Word for word, repeat the lines of the records from the one containing "Reviewer note: confirm one keypoint per instance of the sky;" through the last line, both included.

==== DATA EXTRACT

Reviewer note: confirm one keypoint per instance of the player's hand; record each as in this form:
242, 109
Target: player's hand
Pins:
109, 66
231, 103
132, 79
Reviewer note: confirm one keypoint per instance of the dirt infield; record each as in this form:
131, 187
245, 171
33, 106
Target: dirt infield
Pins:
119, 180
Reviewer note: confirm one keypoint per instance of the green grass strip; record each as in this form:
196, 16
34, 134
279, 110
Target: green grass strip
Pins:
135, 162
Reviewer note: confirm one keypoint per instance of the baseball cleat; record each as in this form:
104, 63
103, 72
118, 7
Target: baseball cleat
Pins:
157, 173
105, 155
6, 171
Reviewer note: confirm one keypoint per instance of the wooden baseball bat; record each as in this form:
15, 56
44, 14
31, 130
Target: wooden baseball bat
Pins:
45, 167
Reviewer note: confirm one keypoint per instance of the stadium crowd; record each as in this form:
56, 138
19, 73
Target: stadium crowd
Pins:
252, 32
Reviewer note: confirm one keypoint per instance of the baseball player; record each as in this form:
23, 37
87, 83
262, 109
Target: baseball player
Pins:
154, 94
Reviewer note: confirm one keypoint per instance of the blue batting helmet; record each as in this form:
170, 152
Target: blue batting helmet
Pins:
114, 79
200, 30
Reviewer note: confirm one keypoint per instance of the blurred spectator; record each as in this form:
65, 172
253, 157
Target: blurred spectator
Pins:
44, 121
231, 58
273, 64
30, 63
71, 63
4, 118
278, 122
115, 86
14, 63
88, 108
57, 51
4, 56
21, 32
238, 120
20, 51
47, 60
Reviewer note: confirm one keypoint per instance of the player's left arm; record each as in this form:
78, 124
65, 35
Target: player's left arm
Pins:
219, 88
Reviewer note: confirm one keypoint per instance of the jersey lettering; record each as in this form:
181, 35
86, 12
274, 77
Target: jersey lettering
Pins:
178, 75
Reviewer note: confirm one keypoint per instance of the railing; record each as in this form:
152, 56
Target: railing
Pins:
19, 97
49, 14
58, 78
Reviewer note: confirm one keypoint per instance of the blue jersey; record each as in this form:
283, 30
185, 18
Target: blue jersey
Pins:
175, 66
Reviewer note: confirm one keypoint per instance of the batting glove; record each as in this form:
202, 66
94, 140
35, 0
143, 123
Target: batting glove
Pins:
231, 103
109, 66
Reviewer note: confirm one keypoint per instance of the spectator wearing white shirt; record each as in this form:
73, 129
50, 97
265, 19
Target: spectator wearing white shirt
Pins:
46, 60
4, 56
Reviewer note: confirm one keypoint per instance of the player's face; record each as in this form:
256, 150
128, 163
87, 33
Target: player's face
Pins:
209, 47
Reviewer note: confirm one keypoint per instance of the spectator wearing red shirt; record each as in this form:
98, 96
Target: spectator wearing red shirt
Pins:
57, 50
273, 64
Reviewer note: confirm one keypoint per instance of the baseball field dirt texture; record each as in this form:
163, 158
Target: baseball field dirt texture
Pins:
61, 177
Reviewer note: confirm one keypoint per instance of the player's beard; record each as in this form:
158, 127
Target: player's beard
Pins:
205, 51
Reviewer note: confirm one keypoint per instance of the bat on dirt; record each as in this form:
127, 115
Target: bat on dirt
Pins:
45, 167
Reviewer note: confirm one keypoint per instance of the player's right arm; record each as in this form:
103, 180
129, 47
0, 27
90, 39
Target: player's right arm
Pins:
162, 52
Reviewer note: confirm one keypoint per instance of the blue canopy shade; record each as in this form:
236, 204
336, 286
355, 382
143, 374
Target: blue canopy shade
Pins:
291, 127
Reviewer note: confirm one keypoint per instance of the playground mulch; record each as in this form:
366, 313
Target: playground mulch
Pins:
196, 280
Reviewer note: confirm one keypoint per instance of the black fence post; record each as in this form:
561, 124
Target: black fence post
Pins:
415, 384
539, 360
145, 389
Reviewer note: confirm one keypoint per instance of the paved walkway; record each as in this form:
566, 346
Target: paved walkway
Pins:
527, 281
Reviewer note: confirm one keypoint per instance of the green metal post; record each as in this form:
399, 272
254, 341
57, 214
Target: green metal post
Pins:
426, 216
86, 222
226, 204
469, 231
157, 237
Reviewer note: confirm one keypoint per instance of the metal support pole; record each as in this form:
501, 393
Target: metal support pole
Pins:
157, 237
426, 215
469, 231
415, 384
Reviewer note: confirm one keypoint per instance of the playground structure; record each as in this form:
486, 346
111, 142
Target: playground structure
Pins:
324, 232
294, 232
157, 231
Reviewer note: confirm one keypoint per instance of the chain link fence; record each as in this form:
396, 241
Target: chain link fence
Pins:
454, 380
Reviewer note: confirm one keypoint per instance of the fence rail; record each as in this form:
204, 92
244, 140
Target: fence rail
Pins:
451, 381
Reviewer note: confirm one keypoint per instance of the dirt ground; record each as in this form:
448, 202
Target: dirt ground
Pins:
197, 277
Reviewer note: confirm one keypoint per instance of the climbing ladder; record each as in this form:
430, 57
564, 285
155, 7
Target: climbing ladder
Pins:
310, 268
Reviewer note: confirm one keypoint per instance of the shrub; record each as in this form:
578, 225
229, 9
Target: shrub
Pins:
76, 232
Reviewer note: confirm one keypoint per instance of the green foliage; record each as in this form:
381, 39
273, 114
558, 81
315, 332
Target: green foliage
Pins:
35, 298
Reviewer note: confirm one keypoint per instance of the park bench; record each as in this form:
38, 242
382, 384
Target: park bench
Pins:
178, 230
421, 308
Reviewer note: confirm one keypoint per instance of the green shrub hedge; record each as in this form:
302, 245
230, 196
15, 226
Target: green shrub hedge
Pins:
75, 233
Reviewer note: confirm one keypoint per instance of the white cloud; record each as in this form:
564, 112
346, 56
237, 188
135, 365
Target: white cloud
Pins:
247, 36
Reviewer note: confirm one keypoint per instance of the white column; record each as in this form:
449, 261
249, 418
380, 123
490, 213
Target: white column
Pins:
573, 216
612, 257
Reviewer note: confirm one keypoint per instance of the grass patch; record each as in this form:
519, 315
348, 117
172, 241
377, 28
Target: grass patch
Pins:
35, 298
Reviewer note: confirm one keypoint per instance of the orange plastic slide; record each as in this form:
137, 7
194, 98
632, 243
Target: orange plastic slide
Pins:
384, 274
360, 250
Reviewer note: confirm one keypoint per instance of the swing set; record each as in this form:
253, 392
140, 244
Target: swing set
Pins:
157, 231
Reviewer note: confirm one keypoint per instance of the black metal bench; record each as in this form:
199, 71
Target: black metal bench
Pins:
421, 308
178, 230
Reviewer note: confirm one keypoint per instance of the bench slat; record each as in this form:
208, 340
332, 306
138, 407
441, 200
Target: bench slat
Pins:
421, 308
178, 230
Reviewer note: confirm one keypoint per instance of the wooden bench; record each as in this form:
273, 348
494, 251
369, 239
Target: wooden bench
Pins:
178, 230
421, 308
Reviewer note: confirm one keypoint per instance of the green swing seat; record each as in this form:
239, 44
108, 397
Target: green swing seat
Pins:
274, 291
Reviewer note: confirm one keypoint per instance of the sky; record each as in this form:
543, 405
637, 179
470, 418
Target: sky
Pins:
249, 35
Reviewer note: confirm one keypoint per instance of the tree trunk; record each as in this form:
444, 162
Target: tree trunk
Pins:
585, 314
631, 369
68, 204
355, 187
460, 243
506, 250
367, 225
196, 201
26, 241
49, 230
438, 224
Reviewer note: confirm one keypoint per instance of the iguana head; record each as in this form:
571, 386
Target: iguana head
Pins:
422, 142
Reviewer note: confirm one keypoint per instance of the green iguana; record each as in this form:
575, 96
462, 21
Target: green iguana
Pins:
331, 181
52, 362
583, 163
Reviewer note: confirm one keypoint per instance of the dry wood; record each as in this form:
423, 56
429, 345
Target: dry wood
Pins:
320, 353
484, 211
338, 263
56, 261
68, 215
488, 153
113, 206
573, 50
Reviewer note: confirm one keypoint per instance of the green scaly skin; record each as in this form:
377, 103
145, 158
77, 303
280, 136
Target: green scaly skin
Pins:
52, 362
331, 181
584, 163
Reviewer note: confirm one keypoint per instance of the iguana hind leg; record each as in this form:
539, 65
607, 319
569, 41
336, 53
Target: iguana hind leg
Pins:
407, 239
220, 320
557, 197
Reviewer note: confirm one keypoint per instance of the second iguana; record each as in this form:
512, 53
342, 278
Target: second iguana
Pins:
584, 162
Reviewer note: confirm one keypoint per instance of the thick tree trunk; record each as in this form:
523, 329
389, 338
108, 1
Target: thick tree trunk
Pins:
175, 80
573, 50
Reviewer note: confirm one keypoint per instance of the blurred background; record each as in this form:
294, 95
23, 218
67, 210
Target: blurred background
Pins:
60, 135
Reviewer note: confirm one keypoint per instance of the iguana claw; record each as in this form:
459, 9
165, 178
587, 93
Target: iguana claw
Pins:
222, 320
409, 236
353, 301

========

**CORRECT ANSWER:**
Reviewer note: confirm one keypoint per instance of the sky; record each as in this form:
543, 405
637, 179
470, 418
Target: sky
Pins:
249, 35
Reviewer note: confirm one keypoint per instance of the tree trunk; record each as in this form:
444, 162
Target: tree trunk
Pins:
585, 314
631, 369
68, 204
355, 187
460, 243
506, 250
367, 225
196, 201
26, 241
49, 230
438, 224
Reviewer note: confirm one keypoint per instance of the iguana head; record each as in this form:
571, 386
Target: iguana head
Pins:
422, 142
Reviewer note: confirm one keypoint per instance of the green iguana; record each as in this form:
575, 96
462, 21
Target: green iguana
Pins:
331, 181
52, 362
583, 163
Reviewer note: confirm one keypoint per instance of the dry wood; record each as in this form:
423, 56
429, 345
Target: dry wood
Pins:
320, 353
484, 211
338, 263
56, 261
68, 215
488, 153
113, 206
573, 50
Reviewer note: confirm one keypoint per instance of the green scaly skin; record each as in this form:
377, 103
145, 158
77, 303
280, 136
Target: green scaly skin
Pins:
52, 362
331, 181
584, 163
Reviewer note: confirm one keypoint per instance of the iguana hind leg; record each as in this form:
539, 65
607, 319
569, 41
336, 53
Target: iguana hind leg
Pins:
407, 239
220, 320
557, 197
Reviewer note: confirm one keypoint per instance of the second iguana; record each as in this form:
512, 53
342, 278
Target: second iguana
Pins:
584, 162
Reviewer note: confirm one keypoint per instance of the thick tree trunk; record each as in this form:
523, 329
389, 338
108, 1
Target: thick tree trunk
Pins:
175, 80
573, 50
Reviewer note: confirm one keypoint per instance of the blurred background; record each as in this form:
294, 95
23, 218
67, 210
Target: blurred background
Pins:
60, 135
Reviewer note: confirm one keypoint per instance of the iguana claw; record each as in this form:
459, 9
165, 178
587, 93
Target: iguana claw
Pins:
222, 320
409, 236
353, 301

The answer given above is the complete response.